GOAL>
Reproduce word for word the lines below, beginning with the first line of the items and continuing through the line that contains "[104,561,266,800]", with both of those lines included.

DATA RECORDS>
%%
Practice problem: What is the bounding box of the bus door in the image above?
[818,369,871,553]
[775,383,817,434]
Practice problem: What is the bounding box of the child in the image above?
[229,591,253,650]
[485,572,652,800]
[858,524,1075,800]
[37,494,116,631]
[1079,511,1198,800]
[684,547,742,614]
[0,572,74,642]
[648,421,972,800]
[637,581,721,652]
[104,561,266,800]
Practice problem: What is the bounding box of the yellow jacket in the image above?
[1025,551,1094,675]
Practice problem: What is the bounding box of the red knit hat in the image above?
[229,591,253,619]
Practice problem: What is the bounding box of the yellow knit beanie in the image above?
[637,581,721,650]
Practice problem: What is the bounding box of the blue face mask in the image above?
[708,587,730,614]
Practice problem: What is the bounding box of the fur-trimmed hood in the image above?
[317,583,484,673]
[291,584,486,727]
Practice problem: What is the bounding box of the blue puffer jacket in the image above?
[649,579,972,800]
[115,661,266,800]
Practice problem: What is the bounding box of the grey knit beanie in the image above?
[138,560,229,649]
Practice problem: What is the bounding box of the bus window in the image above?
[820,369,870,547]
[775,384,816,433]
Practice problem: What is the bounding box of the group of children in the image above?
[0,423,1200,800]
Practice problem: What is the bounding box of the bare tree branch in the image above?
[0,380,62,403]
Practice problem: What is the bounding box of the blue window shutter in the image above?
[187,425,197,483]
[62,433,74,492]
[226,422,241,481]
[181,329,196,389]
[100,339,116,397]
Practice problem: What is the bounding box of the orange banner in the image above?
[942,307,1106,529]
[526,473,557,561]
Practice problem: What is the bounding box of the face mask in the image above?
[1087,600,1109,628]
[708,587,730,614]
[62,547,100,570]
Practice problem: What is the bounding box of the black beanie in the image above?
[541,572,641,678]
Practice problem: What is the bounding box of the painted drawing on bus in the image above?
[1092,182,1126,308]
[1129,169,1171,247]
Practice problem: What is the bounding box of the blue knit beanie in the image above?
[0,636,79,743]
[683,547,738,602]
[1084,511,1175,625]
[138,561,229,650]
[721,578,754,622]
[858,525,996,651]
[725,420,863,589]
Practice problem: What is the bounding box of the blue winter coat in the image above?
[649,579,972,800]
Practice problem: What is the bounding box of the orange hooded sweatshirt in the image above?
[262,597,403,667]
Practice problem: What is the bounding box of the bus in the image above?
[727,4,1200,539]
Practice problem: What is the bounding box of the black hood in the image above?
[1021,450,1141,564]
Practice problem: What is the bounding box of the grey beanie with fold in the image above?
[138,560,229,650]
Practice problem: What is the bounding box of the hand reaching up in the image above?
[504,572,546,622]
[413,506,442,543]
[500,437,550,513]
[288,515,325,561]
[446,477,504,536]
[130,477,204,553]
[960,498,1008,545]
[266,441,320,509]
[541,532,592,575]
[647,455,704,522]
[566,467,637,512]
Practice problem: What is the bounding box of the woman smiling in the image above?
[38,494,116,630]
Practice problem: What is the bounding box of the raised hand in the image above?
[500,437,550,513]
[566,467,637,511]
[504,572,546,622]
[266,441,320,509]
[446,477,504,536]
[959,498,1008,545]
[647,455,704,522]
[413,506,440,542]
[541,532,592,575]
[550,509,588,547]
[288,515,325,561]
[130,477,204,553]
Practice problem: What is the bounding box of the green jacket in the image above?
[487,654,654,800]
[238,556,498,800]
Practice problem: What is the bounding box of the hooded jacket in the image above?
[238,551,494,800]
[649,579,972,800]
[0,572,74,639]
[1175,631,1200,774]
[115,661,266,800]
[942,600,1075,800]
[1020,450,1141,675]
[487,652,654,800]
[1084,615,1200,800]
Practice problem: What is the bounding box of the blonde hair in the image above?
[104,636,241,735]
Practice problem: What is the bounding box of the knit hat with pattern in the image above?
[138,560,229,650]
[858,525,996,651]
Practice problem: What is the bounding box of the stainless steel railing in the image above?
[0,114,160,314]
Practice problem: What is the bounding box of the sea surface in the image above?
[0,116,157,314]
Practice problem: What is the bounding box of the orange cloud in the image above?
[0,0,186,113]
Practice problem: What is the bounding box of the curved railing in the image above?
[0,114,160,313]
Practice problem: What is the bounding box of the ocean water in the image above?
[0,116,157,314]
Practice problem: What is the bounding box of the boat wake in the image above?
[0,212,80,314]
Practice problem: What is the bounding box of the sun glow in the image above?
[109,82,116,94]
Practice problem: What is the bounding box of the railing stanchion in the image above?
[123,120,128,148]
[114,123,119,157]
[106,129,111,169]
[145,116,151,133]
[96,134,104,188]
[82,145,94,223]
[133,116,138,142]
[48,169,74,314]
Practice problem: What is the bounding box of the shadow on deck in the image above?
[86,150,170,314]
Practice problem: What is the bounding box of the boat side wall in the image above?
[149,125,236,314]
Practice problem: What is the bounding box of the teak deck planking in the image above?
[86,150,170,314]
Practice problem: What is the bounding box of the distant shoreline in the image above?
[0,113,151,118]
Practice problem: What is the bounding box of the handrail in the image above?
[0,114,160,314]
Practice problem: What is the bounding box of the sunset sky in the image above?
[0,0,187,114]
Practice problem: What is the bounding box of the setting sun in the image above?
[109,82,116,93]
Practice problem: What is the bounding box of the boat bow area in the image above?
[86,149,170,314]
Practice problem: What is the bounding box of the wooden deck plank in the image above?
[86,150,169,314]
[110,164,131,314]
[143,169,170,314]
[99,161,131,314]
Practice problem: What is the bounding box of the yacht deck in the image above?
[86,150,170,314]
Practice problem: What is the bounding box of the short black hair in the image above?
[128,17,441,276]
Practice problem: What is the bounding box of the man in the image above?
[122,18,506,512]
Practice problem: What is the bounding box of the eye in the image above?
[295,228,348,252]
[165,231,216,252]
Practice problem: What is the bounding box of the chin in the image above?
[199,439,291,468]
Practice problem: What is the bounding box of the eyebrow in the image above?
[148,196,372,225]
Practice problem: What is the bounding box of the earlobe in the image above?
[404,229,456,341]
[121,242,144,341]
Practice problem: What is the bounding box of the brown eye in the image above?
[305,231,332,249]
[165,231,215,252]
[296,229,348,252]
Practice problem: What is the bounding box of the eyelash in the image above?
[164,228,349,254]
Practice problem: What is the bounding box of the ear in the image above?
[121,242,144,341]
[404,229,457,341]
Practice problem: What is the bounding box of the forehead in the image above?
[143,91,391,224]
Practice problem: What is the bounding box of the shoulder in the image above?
%%
RESULT>
Practice problem: What is the bounding box of the bus door in the image above?
[818,369,871,553]
[775,383,817,434]
Practice problem: What is the bounding box of the child in the image above?
[229,591,253,650]
[485,572,652,800]
[858,524,1075,800]
[37,494,116,631]
[1079,511,1198,800]
[684,547,742,614]
[0,572,74,642]
[648,421,972,800]
[637,581,721,652]
[104,561,266,800]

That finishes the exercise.